**RECORDS PROVIDED**

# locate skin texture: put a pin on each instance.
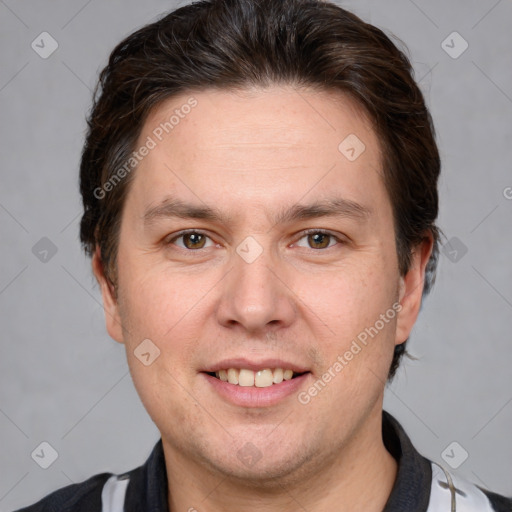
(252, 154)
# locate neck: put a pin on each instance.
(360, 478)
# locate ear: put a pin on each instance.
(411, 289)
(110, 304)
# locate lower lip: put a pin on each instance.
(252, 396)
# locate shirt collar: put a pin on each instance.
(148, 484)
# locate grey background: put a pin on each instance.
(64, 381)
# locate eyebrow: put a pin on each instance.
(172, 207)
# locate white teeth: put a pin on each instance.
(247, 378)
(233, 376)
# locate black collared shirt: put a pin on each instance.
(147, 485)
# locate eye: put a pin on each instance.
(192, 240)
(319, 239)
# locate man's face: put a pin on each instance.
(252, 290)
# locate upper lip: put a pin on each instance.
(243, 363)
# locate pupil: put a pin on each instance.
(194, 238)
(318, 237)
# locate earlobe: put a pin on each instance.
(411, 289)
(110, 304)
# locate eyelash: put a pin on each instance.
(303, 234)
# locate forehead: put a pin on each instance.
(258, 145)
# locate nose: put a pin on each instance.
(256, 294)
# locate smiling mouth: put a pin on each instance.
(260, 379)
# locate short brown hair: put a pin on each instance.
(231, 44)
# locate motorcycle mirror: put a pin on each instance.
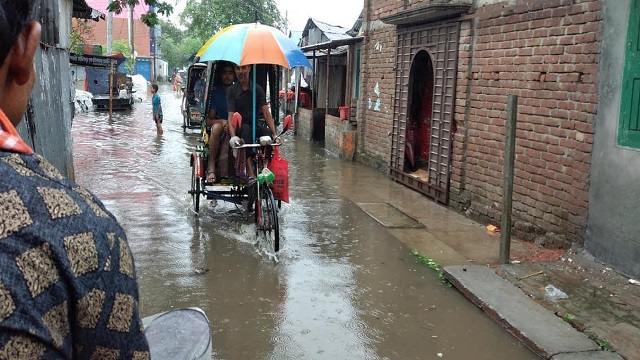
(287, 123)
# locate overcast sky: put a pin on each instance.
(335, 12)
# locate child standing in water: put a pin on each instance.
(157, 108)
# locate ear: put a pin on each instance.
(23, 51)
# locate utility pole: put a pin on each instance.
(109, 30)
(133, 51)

---

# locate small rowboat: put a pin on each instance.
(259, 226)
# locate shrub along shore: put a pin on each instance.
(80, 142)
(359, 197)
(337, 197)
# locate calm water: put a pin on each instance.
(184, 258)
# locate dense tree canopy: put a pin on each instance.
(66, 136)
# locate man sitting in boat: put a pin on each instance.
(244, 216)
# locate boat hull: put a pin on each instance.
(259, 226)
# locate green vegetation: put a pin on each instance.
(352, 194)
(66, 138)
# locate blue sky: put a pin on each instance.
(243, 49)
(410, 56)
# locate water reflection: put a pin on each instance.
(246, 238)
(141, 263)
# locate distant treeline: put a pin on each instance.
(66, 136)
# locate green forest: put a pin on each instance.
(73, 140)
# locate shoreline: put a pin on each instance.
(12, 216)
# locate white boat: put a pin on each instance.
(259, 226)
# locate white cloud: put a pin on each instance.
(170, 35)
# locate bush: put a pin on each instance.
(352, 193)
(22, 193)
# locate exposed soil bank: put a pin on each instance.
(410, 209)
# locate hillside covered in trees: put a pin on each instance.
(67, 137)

---

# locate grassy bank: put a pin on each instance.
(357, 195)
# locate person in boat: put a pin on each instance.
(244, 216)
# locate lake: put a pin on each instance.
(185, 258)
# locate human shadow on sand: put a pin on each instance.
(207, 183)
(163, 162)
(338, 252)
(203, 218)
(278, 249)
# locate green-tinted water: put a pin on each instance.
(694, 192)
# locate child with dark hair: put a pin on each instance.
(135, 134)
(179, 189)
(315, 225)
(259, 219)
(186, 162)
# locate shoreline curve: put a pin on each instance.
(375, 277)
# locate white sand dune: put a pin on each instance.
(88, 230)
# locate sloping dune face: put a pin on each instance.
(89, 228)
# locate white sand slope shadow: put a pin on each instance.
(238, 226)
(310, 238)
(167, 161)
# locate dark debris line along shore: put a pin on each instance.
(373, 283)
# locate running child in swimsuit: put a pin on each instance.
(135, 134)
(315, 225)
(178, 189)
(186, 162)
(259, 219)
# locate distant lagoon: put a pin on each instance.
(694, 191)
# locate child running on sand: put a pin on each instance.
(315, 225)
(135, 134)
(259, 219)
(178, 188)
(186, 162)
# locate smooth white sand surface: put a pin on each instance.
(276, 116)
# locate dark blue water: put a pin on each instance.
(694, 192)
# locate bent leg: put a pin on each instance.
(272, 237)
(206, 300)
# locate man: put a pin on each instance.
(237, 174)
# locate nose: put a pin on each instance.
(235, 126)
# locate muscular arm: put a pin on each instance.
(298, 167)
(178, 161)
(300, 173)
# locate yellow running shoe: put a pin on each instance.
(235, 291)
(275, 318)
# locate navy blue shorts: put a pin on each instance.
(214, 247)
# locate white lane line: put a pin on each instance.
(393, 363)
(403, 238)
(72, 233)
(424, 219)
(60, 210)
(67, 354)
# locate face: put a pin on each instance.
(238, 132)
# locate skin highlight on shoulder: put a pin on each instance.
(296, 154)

**DIRECTIVE**
Count the lines in the listing that contain the string "shirt", and reply with that number alone.

**EXERCISE RESULT**
2